> [Image point grounding data]
=== Begin Enclosure ===
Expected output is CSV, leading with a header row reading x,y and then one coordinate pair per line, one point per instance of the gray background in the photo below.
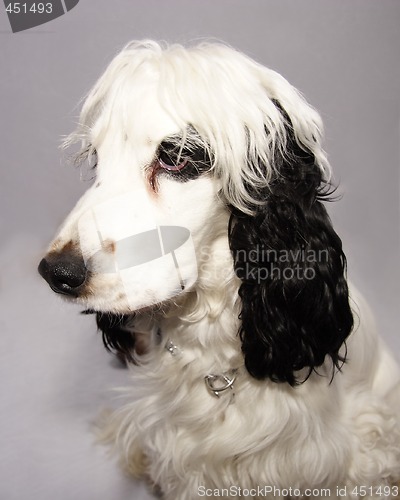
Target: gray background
x,y
55,375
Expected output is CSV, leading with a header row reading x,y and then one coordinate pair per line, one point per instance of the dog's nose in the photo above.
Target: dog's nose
x,y
65,273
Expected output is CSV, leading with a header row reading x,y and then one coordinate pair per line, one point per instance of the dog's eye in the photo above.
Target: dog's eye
x,y
168,161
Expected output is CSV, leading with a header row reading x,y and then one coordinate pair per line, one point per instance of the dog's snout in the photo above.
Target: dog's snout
x,y
64,272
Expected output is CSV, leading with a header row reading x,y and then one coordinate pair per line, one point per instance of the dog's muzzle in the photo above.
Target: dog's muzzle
x,y
65,272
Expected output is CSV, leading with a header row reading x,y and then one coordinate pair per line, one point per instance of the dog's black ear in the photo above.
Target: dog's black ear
x,y
117,338
295,304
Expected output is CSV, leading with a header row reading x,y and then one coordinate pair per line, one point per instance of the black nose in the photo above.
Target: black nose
x,y
64,272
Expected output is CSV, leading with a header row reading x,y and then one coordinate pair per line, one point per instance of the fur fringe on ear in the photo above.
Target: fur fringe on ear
x,y
295,307
116,337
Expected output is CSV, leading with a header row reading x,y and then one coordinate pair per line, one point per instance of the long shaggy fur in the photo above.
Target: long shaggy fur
x,y
209,140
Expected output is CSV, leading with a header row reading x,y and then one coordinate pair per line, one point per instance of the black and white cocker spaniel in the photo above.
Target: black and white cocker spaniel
x,y
205,250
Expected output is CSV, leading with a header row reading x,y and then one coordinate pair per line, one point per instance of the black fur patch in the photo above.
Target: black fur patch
x,y
295,307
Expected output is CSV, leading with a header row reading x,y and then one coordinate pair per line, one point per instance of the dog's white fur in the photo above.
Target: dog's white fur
x,y
321,434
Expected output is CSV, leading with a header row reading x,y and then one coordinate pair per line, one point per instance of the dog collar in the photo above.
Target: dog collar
x,y
217,384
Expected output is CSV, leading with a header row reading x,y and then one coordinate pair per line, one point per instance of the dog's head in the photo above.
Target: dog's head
x,y
194,148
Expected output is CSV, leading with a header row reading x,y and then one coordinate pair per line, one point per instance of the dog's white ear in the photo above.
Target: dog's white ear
x,y
295,305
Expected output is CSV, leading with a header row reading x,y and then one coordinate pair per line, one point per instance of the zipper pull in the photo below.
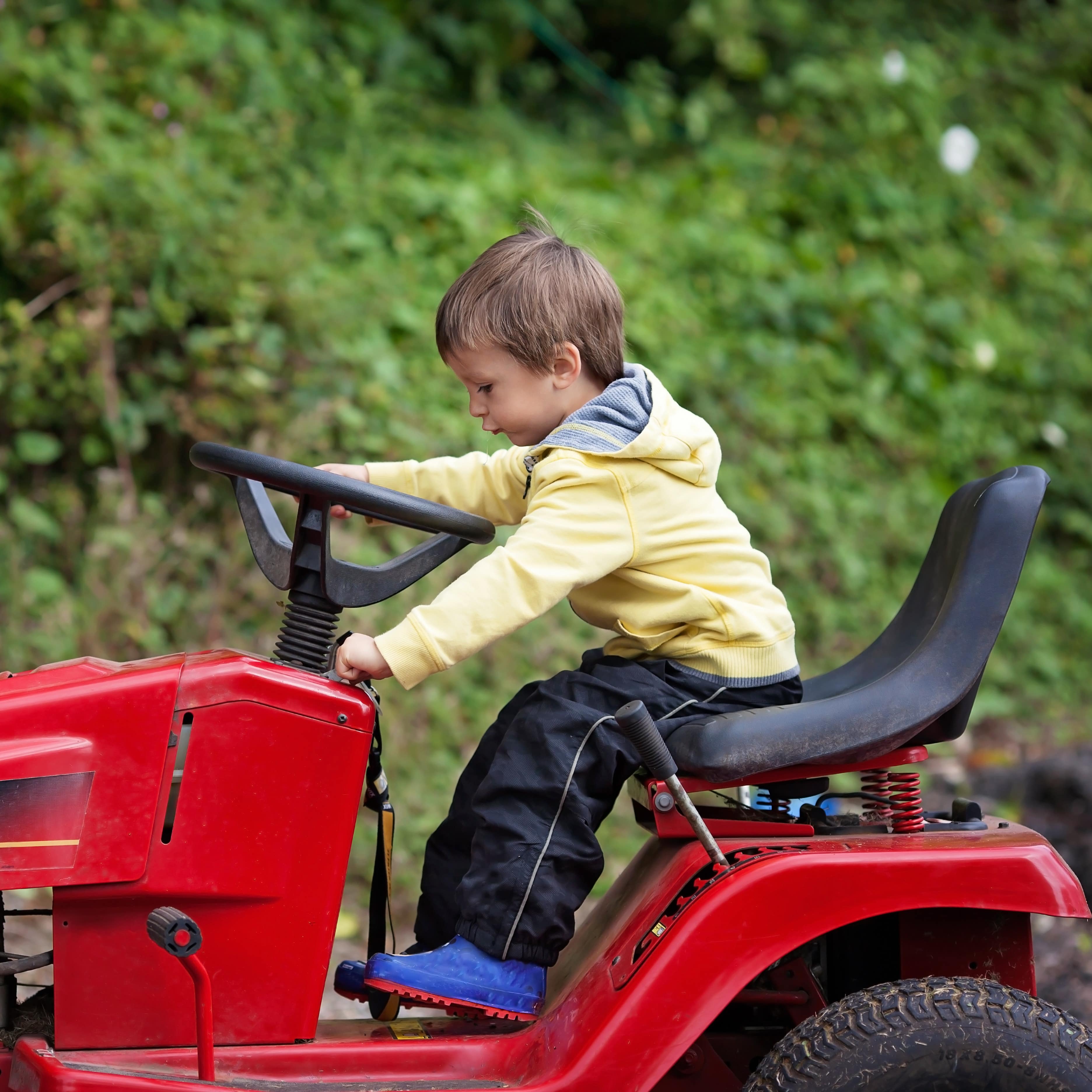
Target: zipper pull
x,y
529,462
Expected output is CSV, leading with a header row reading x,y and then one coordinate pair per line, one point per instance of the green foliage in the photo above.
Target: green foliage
x,y
234,221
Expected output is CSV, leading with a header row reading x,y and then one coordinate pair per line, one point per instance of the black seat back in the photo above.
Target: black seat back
x,y
917,683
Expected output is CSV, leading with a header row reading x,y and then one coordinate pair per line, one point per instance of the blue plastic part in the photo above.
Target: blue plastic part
x,y
457,972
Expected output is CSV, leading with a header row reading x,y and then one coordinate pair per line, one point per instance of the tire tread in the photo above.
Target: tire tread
x,y
849,1025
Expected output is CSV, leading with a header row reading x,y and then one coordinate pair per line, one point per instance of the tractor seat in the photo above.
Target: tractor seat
x,y
918,682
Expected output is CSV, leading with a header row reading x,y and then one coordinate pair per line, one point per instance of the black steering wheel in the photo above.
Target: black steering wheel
x,y
360,497
304,564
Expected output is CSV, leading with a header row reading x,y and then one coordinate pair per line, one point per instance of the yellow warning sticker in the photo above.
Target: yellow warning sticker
x,y
408,1029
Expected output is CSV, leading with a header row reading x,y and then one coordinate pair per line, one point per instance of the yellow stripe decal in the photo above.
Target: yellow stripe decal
x,y
29,846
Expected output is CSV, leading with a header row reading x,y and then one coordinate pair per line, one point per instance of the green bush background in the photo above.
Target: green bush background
x,y
248,212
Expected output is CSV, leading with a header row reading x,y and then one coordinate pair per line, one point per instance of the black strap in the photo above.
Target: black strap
x,y
384,1006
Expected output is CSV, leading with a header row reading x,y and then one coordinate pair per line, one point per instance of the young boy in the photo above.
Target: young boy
x,y
612,485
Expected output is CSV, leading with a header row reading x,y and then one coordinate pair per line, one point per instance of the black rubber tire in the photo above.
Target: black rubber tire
x,y
933,1036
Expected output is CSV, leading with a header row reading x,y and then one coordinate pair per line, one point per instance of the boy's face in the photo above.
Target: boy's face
x,y
508,398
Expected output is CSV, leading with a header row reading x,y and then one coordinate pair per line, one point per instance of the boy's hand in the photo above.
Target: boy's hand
x,y
360,658
346,470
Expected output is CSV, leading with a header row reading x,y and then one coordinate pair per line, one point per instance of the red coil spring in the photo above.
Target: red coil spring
x,y
877,782
907,803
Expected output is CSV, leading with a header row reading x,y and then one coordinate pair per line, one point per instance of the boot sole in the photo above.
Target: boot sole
x,y
452,1005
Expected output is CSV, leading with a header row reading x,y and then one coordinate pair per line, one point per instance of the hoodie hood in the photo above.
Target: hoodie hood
x,y
636,419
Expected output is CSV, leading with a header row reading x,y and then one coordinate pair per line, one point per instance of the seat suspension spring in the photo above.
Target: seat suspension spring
x,y
766,801
307,633
878,782
907,803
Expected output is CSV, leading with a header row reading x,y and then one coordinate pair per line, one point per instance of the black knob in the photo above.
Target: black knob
x,y
635,721
174,932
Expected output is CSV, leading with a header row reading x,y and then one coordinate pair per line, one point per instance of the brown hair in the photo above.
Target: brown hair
x,y
528,294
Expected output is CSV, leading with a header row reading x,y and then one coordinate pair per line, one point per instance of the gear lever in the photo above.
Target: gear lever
x,y
635,721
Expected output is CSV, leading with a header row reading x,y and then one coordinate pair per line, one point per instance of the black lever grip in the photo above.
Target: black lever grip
x,y
636,722
174,932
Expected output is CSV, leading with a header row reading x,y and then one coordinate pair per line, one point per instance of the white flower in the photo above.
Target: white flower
x,y
895,67
985,355
1053,434
959,148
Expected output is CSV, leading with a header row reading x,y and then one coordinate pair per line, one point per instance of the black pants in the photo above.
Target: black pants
x,y
518,854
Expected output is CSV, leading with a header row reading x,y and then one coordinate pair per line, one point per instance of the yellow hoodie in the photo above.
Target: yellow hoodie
x,y
617,509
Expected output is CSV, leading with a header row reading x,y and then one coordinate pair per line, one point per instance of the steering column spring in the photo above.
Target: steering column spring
x,y
906,797
307,633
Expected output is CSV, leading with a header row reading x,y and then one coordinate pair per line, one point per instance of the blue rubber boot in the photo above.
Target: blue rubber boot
x,y
457,976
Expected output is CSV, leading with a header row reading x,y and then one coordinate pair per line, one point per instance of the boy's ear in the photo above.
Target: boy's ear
x,y
567,365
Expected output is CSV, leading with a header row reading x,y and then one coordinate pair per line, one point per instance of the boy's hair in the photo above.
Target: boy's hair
x,y
528,294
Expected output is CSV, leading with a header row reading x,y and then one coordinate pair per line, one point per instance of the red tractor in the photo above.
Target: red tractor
x,y
194,815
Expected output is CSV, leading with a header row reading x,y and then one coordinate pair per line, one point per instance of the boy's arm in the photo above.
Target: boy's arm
x,y
491,486
576,531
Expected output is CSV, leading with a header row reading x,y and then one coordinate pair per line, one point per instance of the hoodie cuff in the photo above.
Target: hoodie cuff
x,y
409,653
390,477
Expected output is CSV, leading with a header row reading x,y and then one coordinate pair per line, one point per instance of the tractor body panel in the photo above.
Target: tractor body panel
x,y
965,897
234,794
81,765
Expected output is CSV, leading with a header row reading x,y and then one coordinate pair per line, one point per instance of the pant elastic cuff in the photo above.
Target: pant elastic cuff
x,y
493,944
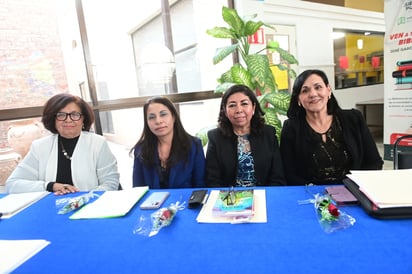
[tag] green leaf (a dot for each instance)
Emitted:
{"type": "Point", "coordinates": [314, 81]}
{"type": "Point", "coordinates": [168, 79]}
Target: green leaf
{"type": "Point", "coordinates": [202, 134]}
{"type": "Point", "coordinates": [285, 55]}
{"type": "Point", "coordinates": [241, 76]}
{"type": "Point", "coordinates": [226, 77]}
{"type": "Point", "coordinates": [222, 53]}
{"type": "Point", "coordinates": [258, 65]}
{"type": "Point", "coordinates": [221, 32]}
{"type": "Point", "coordinates": [233, 20]}
{"type": "Point", "coordinates": [271, 118]}
{"type": "Point", "coordinates": [223, 87]}
{"type": "Point", "coordinates": [251, 27]}
{"type": "Point", "coordinates": [278, 100]}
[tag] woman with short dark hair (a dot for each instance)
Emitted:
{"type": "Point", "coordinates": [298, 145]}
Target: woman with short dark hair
{"type": "Point", "coordinates": [320, 142]}
{"type": "Point", "coordinates": [71, 159]}
{"type": "Point", "coordinates": [166, 156]}
{"type": "Point", "coordinates": [242, 151]}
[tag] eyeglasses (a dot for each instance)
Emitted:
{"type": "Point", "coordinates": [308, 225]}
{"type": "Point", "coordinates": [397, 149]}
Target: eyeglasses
{"type": "Point", "coordinates": [62, 116]}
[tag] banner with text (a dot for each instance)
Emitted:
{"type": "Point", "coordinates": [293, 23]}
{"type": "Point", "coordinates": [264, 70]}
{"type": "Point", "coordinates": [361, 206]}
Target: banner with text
{"type": "Point", "coordinates": [398, 74]}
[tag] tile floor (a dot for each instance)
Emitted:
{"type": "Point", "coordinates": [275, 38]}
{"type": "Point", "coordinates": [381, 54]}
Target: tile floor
{"type": "Point", "coordinates": [125, 163]}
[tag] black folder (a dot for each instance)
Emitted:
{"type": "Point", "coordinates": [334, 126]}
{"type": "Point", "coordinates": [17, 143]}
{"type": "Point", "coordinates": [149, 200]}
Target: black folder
{"type": "Point", "coordinates": [374, 211]}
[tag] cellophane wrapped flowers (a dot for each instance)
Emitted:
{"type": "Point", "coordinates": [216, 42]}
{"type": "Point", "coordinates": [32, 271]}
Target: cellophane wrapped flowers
{"type": "Point", "coordinates": [159, 219]}
{"type": "Point", "coordinates": [331, 218]}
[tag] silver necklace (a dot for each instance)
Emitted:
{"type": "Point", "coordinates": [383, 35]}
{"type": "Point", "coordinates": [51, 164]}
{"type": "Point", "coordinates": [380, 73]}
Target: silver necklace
{"type": "Point", "coordinates": [66, 155]}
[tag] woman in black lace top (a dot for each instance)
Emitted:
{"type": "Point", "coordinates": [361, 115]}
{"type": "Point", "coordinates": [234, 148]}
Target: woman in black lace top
{"type": "Point", "coordinates": [320, 142]}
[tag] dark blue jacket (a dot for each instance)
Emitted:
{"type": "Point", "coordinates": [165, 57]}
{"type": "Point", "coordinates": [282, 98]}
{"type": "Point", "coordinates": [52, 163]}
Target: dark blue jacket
{"type": "Point", "coordinates": [221, 158]}
{"type": "Point", "coordinates": [183, 175]}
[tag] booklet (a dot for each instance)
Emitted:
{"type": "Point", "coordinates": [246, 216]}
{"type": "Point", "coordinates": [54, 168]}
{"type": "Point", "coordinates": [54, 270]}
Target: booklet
{"type": "Point", "coordinates": [234, 203]}
{"type": "Point", "coordinates": [111, 204]}
{"type": "Point", "coordinates": [259, 210]}
{"type": "Point", "coordinates": [16, 202]}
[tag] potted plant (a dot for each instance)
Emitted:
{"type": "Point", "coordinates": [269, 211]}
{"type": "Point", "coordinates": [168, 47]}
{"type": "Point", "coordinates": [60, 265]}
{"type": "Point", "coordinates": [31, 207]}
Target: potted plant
{"type": "Point", "coordinates": [254, 68]}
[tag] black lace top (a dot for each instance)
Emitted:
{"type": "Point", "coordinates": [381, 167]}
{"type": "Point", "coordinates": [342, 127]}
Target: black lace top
{"type": "Point", "coordinates": [331, 160]}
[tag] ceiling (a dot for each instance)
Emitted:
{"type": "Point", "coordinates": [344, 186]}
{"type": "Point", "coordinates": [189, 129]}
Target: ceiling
{"type": "Point", "coordinates": [371, 5]}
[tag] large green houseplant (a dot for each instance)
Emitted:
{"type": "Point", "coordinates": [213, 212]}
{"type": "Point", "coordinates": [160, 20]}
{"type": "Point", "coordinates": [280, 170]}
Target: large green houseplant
{"type": "Point", "coordinates": [254, 69]}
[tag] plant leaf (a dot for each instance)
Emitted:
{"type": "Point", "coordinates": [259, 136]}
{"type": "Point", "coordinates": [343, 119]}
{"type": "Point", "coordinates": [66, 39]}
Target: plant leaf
{"type": "Point", "coordinates": [278, 100]}
{"type": "Point", "coordinates": [223, 87]}
{"type": "Point", "coordinates": [221, 32]}
{"type": "Point", "coordinates": [285, 55]}
{"type": "Point", "coordinates": [258, 65]}
{"type": "Point", "coordinates": [241, 76]}
{"type": "Point", "coordinates": [233, 20]}
{"type": "Point", "coordinates": [222, 53]}
{"type": "Point", "coordinates": [251, 27]}
{"type": "Point", "coordinates": [271, 118]}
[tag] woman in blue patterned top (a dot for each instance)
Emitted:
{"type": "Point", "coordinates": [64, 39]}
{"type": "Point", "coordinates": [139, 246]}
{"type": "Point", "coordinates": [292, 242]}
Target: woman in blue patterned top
{"type": "Point", "coordinates": [242, 151]}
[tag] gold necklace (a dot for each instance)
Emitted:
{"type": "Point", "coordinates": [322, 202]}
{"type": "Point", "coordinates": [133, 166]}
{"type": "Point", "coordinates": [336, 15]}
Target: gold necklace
{"type": "Point", "coordinates": [66, 155]}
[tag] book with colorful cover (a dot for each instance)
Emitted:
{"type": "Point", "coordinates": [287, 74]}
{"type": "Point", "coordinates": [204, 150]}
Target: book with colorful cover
{"type": "Point", "coordinates": [234, 203]}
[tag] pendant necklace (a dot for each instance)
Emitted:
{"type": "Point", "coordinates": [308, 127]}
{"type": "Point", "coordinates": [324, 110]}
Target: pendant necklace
{"type": "Point", "coordinates": [66, 155]}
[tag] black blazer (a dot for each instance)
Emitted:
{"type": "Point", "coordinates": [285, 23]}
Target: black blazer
{"type": "Point", "coordinates": [297, 148]}
{"type": "Point", "coordinates": [221, 158]}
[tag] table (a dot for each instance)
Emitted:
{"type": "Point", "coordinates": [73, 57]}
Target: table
{"type": "Point", "coordinates": [290, 242]}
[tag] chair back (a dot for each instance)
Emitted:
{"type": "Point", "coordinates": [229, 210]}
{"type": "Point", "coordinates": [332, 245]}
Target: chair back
{"type": "Point", "coordinates": [401, 160]}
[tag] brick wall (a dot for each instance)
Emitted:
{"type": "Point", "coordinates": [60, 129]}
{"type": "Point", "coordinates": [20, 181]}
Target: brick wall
{"type": "Point", "coordinates": [31, 61]}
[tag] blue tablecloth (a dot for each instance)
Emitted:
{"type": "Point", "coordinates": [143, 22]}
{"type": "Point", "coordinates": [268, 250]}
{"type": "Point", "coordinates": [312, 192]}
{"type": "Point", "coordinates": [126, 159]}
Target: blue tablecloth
{"type": "Point", "coordinates": [291, 241]}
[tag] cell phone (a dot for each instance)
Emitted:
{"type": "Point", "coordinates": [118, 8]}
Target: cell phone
{"type": "Point", "coordinates": [341, 195]}
{"type": "Point", "coordinates": [197, 198]}
{"type": "Point", "coordinates": [155, 200]}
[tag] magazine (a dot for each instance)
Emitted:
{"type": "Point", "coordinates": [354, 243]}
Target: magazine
{"type": "Point", "coordinates": [234, 203]}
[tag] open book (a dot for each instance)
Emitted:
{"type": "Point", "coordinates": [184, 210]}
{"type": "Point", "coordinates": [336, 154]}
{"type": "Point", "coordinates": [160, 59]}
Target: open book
{"type": "Point", "coordinates": [111, 204]}
{"type": "Point", "coordinates": [14, 203]}
{"type": "Point", "coordinates": [385, 188]}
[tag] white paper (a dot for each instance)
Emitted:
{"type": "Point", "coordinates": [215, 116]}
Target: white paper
{"type": "Point", "coordinates": [16, 202]}
{"type": "Point", "coordinates": [15, 252]}
{"type": "Point", "coordinates": [385, 188]}
{"type": "Point", "coordinates": [260, 216]}
{"type": "Point", "coordinates": [111, 204]}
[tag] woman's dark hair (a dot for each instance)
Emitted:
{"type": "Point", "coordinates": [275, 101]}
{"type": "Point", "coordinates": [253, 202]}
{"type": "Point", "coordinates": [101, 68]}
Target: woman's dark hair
{"type": "Point", "coordinates": [257, 122]}
{"type": "Point", "coordinates": [294, 109]}
{"type": "Point", "coordinates": [59, 101]}
{"type": "Point", "coordinates": [181, 144]}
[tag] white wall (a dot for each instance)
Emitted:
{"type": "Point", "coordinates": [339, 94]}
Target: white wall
{"type": "Point", "coordinates": [314, 24]}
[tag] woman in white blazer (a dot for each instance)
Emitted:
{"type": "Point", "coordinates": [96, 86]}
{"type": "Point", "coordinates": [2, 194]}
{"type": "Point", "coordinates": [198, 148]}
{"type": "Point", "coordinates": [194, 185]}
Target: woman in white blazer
{"type": "Point", "coordinates": [71, 159]}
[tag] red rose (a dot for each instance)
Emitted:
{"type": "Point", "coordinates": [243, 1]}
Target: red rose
{"type": "Point", "coordinates": [333, 210]}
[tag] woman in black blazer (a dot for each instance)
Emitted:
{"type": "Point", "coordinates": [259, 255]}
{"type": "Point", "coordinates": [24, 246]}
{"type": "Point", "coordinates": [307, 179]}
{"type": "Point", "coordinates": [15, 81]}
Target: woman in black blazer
{"type": "Point", "coordinates": [242, 151]}
{"type": "Point", "coordinates": [320, 142]}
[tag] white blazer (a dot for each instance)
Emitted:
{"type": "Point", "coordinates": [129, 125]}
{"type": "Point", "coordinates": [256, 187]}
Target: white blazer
{"type": "Point", "coordinates": [94, 167]}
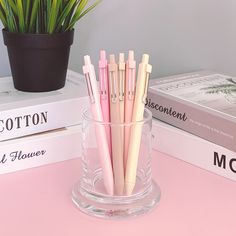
=== End Enclosure ===
> [WHAT TO WORK ON]
Every line of the entries above that holds "below" should be copied out.

> [ANSWER TO THIS PROBLEM]
Expected output is CSV, leading with a header row reading x,y and then one coordinate pair per line, one point per instance of the gray background in the photo below.
Expected output is CSV, leading with a header row reading x,y and then one coordinate pair per line, one point per instance of the zipper pull in the photo below.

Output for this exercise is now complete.